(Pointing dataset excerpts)
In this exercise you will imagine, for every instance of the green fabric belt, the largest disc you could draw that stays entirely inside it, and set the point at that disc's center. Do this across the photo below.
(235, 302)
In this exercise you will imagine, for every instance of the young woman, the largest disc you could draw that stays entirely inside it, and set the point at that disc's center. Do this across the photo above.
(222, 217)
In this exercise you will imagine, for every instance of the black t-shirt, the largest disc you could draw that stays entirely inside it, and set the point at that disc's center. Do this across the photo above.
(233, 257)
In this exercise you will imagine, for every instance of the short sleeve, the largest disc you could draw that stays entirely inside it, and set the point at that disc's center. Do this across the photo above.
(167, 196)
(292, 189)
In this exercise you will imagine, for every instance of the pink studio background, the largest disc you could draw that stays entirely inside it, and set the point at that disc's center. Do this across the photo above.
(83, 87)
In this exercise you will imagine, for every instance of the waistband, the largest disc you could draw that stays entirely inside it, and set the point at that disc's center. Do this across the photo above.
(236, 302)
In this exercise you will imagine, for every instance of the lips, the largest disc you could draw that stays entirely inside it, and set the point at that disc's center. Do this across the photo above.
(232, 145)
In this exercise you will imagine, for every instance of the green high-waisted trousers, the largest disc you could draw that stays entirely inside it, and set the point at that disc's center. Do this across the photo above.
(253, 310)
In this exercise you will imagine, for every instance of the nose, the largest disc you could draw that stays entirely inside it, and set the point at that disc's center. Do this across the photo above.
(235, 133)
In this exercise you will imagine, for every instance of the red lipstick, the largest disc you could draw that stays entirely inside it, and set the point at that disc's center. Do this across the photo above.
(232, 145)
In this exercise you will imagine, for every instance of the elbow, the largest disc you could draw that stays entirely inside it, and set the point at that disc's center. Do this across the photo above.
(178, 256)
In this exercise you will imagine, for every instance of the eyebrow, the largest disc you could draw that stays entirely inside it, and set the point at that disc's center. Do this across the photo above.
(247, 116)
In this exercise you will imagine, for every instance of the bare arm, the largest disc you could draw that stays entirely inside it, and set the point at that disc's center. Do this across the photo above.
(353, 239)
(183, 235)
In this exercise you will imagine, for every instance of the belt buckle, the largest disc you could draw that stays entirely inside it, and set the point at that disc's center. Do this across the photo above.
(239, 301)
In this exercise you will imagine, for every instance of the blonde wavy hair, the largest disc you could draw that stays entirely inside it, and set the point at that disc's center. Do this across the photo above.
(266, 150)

WORK TO DO
Could you convert all the records above into a two-column CSV with the headers "prompt" and "points", one row per record, putting each field in quotes and replacing any line breaks with spaces?

RESPONSE TO THE TASK
prompt,points
"In this exercise you will imagine, for every instance of the green fabric belt, the largest disc you could draw that stays entirely inside it, and set the point at that disc's center. Do this across the photo below.","(235, 302)"
"In this exercise you will imagine, for every instance of the young woman, the largest disc you could draw that stays entirely inside it, and set the point at that disc's center. Do this across the photo above.","(222, 217)"
"In this exercise you will imagine, for every instance of the black t-shirt, the largest disc you could draw that stays entirely inside it, and set the point at that disc's center. Do this across the photo above.","(233, 257)"
"In this exercise you will imagine, for every instance of the short sleeve, the largest disc you could draw that stays entirely inside it, and set the point at that disc's center. Do this across the photo above.","(167, 196) (292, 189)"
"In this exercise you will imagine, for every instance of the pink studio background, the largest disc you could draw that stays entirely inside it, and set the point at that disc's center. Do this across the photo above.","(83, 87)"
"In this exercise you will imagine, for every instance of the waistband, the largest disc you could draw that stays entirely inside it, and set the point at that disc's center. Do this across the photo above.","(236, 302)"
"In this exercise you will imagine, for every instance of the lips, the largest disc you could draw that stays entirely inside it, and set the point at that disc's center. Do this across the photo above.","(232, 145)"
"In this exercise you will imagine, for every instance of the green high-waisted trousers, the largest disc you could draw that stays entirely inside it, and set the point at that disc's center. Do this across the photo above.","(253, 310)"
"In this exercise you will imagine, for every instance of the nose, the largest disc you could draw that stays entirely inside it, and set the point at that disc's center. Do this across the photo above.","(235, 133)"
"In this exercise you will imagine, for every instance of the red lipstick, the largest disc you could draw that stays entirely inside it, and set the point at that disc's center. Do this across the photo above.","(232, 145)"
"In this exercise you will imagine, for every instance of the elbow, the largest disc you could draw that stays entirely inside it, and set the point at that disc's center. Do this across the photo above.","(178, 256)"
"In this exercise you will imagine, for every instance of the eyebrow, the largest disc you could draw that stays entirely inside it, and set the point at that disc's center. Do this across the photo above.","(247, 116)"
"In this exercise you will imagine, for every instance of the bare arm, the largest disc you could draw that stays entirely inside it, and set the point at that disc's center. Do this across the photo above.","(353, 239) (183, 235)"
"In this exercise you will imagine, for every instance of the belt buckle, the largest disc you could draw that stays entirely inside it, and set the point at that disc's center. Do this across the photo above.","(239, 301)"
"In this exercise you will imagine, for every instance of the blonde wavy hair, the largest disc you could draw that stays entirely inside it, and set the point at that disc's center. Do this across the photo above.","(266, 150)"